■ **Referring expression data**
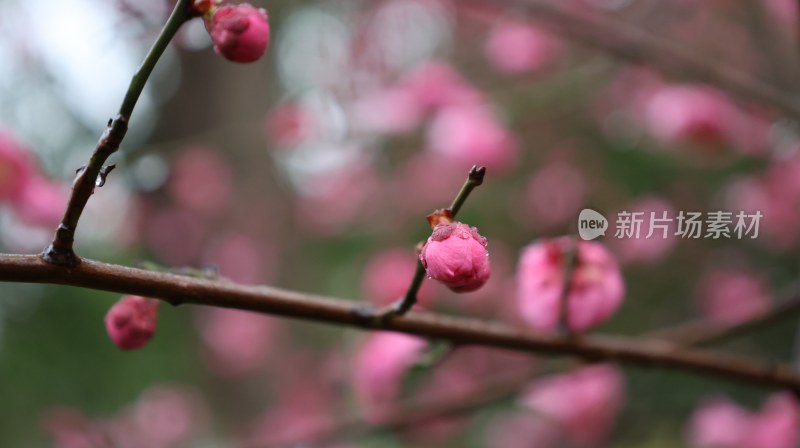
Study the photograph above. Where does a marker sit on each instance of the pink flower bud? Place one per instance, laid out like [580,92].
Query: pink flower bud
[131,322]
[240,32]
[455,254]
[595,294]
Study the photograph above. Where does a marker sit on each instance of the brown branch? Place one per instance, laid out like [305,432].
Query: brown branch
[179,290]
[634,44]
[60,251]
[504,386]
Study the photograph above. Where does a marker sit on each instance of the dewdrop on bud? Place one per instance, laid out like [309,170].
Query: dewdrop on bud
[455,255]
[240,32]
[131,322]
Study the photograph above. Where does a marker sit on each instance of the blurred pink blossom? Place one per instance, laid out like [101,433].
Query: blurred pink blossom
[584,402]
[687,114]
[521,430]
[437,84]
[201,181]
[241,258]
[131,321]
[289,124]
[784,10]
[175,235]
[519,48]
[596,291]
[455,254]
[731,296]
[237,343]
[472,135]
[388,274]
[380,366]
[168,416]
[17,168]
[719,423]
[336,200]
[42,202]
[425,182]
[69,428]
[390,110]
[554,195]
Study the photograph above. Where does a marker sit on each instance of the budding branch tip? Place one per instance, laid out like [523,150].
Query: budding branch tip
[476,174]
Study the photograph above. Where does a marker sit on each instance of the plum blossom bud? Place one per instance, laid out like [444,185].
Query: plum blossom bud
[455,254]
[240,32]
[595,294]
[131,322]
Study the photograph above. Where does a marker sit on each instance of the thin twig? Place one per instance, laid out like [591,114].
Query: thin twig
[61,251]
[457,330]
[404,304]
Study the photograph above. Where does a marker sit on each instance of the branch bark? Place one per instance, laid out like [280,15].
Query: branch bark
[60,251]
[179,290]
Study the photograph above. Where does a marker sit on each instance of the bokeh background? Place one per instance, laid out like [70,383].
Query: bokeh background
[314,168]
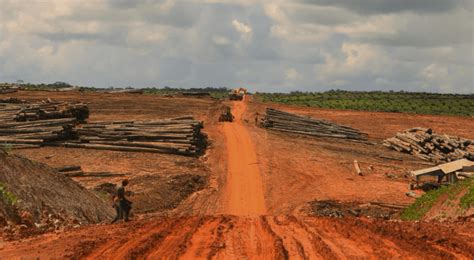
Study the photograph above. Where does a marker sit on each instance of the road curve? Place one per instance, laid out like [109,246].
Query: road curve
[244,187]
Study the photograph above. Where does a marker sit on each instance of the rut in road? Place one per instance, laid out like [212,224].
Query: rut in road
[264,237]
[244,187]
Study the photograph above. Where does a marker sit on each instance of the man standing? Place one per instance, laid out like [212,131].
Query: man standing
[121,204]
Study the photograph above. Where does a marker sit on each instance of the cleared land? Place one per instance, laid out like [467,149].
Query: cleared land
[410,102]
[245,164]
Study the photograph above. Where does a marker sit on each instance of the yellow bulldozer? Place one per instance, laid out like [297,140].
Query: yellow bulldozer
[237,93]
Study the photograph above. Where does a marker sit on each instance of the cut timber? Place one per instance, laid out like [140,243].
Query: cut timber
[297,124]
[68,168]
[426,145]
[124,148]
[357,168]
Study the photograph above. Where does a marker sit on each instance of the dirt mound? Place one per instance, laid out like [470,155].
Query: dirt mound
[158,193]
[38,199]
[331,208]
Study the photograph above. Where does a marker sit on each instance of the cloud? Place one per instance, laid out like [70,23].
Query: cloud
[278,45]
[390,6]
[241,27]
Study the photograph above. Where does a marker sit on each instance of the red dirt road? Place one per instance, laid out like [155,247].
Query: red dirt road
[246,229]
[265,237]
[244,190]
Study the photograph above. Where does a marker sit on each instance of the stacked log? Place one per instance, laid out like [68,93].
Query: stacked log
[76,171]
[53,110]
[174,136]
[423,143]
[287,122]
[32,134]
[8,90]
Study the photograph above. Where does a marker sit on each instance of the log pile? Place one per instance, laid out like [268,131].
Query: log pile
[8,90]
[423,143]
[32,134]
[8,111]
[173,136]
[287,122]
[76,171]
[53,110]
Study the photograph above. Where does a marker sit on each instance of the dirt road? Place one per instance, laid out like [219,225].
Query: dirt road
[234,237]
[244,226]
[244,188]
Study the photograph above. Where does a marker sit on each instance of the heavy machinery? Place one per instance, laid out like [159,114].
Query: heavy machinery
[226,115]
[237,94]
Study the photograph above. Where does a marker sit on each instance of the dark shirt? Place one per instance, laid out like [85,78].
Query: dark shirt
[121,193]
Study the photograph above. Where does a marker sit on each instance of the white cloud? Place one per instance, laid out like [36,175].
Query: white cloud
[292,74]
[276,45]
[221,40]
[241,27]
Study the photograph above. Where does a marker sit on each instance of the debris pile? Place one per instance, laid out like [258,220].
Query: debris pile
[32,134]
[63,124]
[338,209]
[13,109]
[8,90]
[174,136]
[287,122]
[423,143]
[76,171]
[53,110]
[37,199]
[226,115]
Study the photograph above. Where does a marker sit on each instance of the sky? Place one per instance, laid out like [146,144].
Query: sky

■ **TASK DIRECTIONS**
Copy all the entries word for word. Omit any pictures.

■ **ANSWER SECTION**
Study the photograph above. Where does a marker sit on each instance of the pink flower bud? Place one per instance, laid out like [580,92].
Query: pink flower bud
[131,322]
[240,32]
[455,254]
[595,294]
Study the photograph above. Where does a marker sit on each instance of the brown branch? Place one per instance, laid out like [305,432].
Query: brown branch
[179,290]
[634,44]
[60,251]
[504,386]
Study the photograph above. Where does a marker sit on each instance of the dewdrop on bud? Place one per instance, laid out like [309,170].
Query: dewdrop on bud
[455,255]
[240,32]
[131,322]
Study the photograph above. Where does a marker sit on each instance of the blurred pink blossom? Place one per instance, laid out like [101,433].
Query: blurred pink blossom
[584,402]
[687,114]
[521,430]
[437,84]
[201,181]
[241,258]
[131,321]
[289,124]
[784,10]
[175,235]
[519,48]
[596,291]
[455,254]
[731,296]
[237,343]
[472,135]
[388,274]
[380,366]
[168,416]
[17,168]
[719,423]
[336,200]
[42,202]
[425,182]
[69,428]
[390,110]
[554,195]
Study the photograph above. Where does a marker sit on each instance of the budding branch tip? Place one per instance, laid out like [523,150].
Query: budding branch tip
[476,174]
Study the photograph above. Where does a marker sit on each instance of the plum blossom bud? Place one per instance, laid out like [444,185].
Query: plum blossom bud
[455,254]
[240,32]
[595,294]
[131,322]
Study the photograph above. Where does a marker sit on each instance of the thin twig? Place one per instance, laid out like [591,114].
Query: thin twig
[61,251]
[457,330]
[404,304]
Study the photograph above. Where does a marker sit on each instance of the branch bark? Place one per instance, laid out like [280,15].
Query: branch bark
[60,251]
[179,290]
Study the photograph above. Where does a marker sit on each instance of the bokeh background? Place one per instance, laid out like [70,383].
Query: bokeh background
[314,168]
Study the photograph above. Where does a marker sit on each instance of the road curve? Place one per instance, laid out like [109,246].
Query: road curve
[244,187]
Study the photograph above. Where does a marker sit on each instance of the rut in road? Place one per instance, laid out like [212,224].
Query: rut in road
[264,237]
[244,187]
Study the photograph above. Where does a marker sit on each instance of the man standing? Place one per instance, laid out like [212,131].
Query: man standing
[121,204]
Study the photograph above. Where does a marker sit on each instance of the cleared land? Place one per instance, laid out like [467,149].
Query: cleared land
[410,102]
[245,164]
Study the photograph above. Where does a marker sit on each instance of the yellow bulldozer? Place one per instance, laid out like [297,140].
Query: yellow bulldozer
[237,93]
Study the photograph above. Where does a marker sit on each instance of the cut timber? Place one per instance, laid out like [140,243].
Query: cut timber
[297,124]
[68,168]
[426,145]
[124,148]
[357,168]
Study the photograph above. Where does a marker sit on each instance of the dirt mound? Place one per instance, laid out like [470,155].
Query: dirt mound
[158,193]
[38,199]
[331,208]
Study the photograph above. Where does a marker sit on each instance of the cloud? Place one per instance, laid out like [70,23].
Query: cloud
[278,45]
[390,6]
[241,27]
Study the photograph above. Where does a marker sit on each instance of the red dirt road? Place one per instance, laid out like [155,247].
Query: red dirt road
[246,229]
[265,237]
[244,190]
Study the photograph above. Where does a marker sit on each instance of the stacked log? Place one per instance, laid out like [68,93].
Query: stacked log
[76,171]
[53,110]
[174,136]
[423,143]
[287,122]
[32,134]
[8,90]
Study the photograph above. Where does a marker sit on each instance of the log pile? Place one per instance, laid out like [268,131].
Query: log pile
[8,90]
[423,143]
[32,134]
[8,111]
[173,136]
[287,122]
[76,171]
[53,110]
Study the photograph above. Where does a marker sit on each instance of the dirt road? Place one per instance, laid out like [219,225].
Query: dirt road
[234,237]
[244,226]
[244,188]
Study the photograph above. Where does a marker sit on each instance of the heavy machinery? Place one per instance, laid out like [159,114].
Query: heavy machinery
[226,115]
[237,94]
Study the photograph above. Where does a marker sit on each instance of the dark shirt? Place one per instance, laid out like [85,78].
Query: dark shirt
[121,193]
Study the photograph above. Where does a marker sit on each instance of the white cloud? Place one per instance, laid out like [36,175].
Query: white cloud
[292,74]
[276,45]
[221,40]
[241,27]
Study the photograph above. Where does a marker sit on each instance of the debris pile? Place one per instance, laid out like [258,220].
Query: debris pile
[32,134]
[63,124]
[338,209]
[13,109]
[8,90]
[174,136]
[287,122]
[423,143]
[76,171]
[53,110]
[37,199]
[226,115]
Study the photograph above. Where does a marker sit on each instance of the sky? Place one per instance, laid out like [146,144].
Query: sky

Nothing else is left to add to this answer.